[BEGIN]
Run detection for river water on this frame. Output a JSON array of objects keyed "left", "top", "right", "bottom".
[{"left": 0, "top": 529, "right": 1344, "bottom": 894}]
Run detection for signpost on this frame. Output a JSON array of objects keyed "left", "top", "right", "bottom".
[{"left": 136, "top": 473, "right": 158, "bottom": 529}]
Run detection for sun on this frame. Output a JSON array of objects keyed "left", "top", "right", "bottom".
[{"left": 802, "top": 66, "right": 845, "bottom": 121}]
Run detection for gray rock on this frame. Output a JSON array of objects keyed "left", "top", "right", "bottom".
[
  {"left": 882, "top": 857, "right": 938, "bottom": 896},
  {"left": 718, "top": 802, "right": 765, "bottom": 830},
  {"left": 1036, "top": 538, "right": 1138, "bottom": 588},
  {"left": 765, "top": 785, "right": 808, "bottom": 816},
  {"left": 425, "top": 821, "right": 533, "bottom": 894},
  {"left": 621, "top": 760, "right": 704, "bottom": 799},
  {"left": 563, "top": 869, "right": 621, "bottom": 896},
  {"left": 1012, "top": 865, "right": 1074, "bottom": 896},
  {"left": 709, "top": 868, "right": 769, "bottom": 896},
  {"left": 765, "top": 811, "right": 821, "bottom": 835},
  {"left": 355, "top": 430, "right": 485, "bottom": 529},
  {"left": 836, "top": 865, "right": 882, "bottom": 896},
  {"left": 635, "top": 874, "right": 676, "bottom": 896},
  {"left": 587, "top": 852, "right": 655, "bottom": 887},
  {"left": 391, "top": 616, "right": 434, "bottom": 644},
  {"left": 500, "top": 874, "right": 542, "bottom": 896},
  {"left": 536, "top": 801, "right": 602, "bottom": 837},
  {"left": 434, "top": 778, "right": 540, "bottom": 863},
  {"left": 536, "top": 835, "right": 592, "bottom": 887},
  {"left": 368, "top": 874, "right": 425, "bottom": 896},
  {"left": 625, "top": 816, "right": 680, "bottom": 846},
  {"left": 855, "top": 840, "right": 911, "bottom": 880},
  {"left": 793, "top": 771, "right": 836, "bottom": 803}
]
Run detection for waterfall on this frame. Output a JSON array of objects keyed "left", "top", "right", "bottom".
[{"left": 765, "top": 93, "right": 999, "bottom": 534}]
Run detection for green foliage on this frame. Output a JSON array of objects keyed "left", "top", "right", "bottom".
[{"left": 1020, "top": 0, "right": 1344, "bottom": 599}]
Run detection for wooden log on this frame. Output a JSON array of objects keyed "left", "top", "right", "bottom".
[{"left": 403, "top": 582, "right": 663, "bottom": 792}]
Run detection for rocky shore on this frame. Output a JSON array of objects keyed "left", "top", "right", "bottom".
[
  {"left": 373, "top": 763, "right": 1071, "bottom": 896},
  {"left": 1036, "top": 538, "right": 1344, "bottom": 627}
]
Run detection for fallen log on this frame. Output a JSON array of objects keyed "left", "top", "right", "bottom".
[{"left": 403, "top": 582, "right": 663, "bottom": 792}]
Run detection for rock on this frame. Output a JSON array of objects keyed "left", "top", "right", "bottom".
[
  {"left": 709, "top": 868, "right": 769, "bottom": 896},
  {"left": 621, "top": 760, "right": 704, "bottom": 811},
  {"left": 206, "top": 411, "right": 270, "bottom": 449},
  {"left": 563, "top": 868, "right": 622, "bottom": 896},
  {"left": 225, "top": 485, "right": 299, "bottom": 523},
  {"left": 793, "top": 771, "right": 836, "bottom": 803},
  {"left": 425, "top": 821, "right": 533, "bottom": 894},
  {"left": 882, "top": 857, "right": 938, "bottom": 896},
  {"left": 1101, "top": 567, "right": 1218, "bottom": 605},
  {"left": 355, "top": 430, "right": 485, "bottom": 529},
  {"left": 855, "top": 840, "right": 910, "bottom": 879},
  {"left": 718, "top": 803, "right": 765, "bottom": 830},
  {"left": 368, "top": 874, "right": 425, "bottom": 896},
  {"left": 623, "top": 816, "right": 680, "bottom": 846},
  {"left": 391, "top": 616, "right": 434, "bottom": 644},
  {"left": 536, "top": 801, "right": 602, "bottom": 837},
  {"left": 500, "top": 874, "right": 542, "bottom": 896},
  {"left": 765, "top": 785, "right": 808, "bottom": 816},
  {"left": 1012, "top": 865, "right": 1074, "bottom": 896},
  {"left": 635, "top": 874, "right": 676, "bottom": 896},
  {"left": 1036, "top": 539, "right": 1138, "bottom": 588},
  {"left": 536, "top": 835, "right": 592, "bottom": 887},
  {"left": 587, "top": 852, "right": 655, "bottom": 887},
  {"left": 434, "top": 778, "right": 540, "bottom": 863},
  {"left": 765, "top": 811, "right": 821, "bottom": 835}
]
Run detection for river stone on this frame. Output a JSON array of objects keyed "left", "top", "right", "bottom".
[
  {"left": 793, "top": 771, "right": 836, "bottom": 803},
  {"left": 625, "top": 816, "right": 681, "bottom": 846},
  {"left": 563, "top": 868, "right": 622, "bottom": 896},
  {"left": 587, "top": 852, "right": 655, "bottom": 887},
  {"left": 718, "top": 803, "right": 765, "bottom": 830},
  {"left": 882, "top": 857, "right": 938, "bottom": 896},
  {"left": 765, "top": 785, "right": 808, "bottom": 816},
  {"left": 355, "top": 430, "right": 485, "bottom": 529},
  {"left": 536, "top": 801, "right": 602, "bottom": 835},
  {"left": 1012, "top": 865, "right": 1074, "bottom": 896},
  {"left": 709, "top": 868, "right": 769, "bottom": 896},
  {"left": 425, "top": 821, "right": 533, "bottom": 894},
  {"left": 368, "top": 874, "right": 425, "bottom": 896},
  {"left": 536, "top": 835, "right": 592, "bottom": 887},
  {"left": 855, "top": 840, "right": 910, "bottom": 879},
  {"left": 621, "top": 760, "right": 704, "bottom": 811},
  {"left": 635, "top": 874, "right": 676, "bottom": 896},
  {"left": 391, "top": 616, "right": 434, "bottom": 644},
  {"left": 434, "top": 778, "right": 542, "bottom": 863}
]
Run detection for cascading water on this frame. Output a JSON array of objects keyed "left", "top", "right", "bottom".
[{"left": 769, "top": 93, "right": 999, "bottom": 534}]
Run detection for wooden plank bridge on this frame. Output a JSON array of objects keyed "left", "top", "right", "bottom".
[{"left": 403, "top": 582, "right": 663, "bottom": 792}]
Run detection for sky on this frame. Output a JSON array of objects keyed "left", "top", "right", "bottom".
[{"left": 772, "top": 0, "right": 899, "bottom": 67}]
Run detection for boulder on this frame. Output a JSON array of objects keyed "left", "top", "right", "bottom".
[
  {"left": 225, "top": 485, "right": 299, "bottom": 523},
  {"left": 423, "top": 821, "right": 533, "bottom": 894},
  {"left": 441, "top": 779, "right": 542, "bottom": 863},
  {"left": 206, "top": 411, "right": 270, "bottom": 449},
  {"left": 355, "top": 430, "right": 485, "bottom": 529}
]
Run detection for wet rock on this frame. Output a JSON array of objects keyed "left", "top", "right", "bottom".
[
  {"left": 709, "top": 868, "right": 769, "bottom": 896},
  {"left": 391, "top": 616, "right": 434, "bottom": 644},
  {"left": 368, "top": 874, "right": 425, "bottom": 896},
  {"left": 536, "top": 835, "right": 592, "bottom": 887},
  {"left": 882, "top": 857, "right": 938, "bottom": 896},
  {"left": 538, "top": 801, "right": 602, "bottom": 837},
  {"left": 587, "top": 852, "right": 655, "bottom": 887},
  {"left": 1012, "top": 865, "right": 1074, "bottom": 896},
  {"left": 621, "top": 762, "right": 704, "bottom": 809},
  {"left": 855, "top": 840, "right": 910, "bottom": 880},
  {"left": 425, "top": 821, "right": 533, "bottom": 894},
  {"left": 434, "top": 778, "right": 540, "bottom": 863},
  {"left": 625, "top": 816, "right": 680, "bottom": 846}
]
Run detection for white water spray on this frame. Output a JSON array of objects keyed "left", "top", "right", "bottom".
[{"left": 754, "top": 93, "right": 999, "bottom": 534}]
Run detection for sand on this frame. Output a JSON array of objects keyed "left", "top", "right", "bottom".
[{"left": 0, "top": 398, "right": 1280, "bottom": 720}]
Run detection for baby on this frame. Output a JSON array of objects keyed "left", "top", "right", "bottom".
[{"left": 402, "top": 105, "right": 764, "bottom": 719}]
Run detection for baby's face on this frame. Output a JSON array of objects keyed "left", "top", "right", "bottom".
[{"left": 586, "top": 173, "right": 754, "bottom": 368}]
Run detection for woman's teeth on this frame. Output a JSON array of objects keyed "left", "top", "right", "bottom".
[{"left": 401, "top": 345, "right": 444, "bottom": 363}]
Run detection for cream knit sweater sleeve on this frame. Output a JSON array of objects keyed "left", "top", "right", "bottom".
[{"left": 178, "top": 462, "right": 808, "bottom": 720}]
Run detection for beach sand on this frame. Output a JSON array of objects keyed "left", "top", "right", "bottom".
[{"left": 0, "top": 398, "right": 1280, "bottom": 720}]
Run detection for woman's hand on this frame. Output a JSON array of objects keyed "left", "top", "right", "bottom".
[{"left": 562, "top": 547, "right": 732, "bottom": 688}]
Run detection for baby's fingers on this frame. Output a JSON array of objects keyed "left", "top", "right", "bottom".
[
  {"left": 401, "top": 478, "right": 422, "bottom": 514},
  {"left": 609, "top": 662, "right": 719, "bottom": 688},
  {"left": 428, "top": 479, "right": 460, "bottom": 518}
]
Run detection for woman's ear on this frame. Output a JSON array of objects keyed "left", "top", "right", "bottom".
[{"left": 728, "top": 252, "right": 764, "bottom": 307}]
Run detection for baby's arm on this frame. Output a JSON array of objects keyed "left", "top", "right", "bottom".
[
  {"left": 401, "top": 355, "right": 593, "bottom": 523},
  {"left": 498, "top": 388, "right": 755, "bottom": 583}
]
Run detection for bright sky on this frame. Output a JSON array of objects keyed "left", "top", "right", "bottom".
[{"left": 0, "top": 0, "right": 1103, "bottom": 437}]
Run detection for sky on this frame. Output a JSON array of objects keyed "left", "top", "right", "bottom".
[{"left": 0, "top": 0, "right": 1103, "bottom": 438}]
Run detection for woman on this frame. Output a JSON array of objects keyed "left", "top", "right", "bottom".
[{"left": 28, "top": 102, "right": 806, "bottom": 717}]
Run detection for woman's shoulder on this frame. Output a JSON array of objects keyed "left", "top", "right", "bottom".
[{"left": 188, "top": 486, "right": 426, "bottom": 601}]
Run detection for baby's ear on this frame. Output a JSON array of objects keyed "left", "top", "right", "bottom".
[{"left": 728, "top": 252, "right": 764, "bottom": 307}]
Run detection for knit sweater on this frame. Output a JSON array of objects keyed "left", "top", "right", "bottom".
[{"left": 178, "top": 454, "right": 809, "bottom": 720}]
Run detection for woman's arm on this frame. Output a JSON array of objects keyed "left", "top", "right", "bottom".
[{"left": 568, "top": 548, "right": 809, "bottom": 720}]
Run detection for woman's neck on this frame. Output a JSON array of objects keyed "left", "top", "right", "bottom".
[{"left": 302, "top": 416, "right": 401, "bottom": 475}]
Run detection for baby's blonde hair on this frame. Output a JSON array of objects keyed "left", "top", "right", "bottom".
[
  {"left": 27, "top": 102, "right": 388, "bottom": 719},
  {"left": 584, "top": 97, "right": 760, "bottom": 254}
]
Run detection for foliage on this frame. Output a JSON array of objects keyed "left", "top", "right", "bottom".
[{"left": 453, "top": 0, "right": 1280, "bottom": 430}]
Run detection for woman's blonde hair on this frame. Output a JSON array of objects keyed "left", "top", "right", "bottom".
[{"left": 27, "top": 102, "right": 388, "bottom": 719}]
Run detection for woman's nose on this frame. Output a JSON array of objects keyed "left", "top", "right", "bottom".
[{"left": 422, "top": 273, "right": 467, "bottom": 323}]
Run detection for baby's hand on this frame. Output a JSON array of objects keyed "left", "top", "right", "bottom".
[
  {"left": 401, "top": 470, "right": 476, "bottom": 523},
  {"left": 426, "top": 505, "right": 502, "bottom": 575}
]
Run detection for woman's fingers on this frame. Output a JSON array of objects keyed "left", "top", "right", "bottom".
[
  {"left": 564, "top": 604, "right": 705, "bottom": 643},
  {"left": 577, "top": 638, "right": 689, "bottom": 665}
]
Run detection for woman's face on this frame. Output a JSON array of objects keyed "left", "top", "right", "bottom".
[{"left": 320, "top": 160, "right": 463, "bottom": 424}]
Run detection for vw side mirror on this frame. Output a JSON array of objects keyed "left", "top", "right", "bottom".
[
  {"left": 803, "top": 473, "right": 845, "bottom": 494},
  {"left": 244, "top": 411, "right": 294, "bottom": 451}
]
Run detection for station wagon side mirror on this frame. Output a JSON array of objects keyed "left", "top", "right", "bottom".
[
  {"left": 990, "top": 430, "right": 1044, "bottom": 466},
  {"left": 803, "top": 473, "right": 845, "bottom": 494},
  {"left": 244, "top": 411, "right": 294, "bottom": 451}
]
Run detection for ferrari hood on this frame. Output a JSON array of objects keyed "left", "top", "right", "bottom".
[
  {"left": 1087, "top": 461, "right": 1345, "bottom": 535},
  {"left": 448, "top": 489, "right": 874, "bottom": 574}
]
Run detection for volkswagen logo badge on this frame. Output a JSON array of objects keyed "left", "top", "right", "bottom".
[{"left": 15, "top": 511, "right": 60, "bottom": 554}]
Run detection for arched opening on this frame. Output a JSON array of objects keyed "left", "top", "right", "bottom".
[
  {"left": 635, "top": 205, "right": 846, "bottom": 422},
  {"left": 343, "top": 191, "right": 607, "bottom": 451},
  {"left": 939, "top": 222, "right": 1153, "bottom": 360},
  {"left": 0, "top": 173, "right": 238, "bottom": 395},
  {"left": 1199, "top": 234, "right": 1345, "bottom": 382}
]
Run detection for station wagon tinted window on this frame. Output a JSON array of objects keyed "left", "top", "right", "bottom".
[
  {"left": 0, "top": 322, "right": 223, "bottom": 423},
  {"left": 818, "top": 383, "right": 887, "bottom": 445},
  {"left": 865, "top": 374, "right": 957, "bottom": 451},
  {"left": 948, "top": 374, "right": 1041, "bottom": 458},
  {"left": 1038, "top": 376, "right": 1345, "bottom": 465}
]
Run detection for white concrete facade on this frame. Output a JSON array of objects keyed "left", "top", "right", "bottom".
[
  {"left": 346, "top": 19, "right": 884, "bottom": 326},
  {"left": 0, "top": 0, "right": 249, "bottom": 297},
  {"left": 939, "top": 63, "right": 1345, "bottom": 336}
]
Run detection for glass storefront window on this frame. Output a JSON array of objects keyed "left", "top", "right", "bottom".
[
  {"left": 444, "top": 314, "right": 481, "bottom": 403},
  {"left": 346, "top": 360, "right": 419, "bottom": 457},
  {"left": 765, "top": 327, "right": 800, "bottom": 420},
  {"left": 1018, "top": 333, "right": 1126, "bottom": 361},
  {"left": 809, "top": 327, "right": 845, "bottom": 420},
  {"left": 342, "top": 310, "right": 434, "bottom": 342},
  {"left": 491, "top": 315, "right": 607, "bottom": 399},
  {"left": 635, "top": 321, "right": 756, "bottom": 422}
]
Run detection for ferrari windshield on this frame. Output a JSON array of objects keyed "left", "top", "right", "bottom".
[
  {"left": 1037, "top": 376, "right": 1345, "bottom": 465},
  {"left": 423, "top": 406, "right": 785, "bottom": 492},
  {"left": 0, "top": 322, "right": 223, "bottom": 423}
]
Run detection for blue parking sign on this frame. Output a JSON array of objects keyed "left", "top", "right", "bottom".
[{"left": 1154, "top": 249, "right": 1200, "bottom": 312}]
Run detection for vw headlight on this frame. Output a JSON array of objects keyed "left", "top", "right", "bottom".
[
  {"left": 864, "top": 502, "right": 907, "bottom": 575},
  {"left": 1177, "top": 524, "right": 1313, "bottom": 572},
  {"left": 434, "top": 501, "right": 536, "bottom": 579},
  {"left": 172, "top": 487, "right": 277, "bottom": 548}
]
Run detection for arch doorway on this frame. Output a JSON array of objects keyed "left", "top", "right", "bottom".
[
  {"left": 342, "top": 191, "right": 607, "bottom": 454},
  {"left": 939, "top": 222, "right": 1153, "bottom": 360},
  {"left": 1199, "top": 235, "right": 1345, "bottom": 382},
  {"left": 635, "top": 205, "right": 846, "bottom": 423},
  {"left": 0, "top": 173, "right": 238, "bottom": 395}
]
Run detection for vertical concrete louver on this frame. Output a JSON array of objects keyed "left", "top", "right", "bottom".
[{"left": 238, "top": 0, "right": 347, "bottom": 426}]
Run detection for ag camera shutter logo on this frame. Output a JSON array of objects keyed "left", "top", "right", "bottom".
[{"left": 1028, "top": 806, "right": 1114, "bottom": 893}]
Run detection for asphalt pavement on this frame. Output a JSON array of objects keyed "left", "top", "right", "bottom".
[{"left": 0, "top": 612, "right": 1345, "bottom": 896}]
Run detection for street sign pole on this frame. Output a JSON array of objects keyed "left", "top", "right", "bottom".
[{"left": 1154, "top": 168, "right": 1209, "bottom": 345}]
[END]
• Written request: Which lines in the entries above contain the string "sweater"? Copy each of those lines in full, and treat uppercase and lowercase as different when you match.

• Task output:
Run detection for cream knit sweater sleeve on this frame. Output a JSON array of objects keyed "left", "top", "right", "bottom".
Run detection for knit sweater on this frame. Output a JSON array of objects keyed "left", "top", "right", "bottom".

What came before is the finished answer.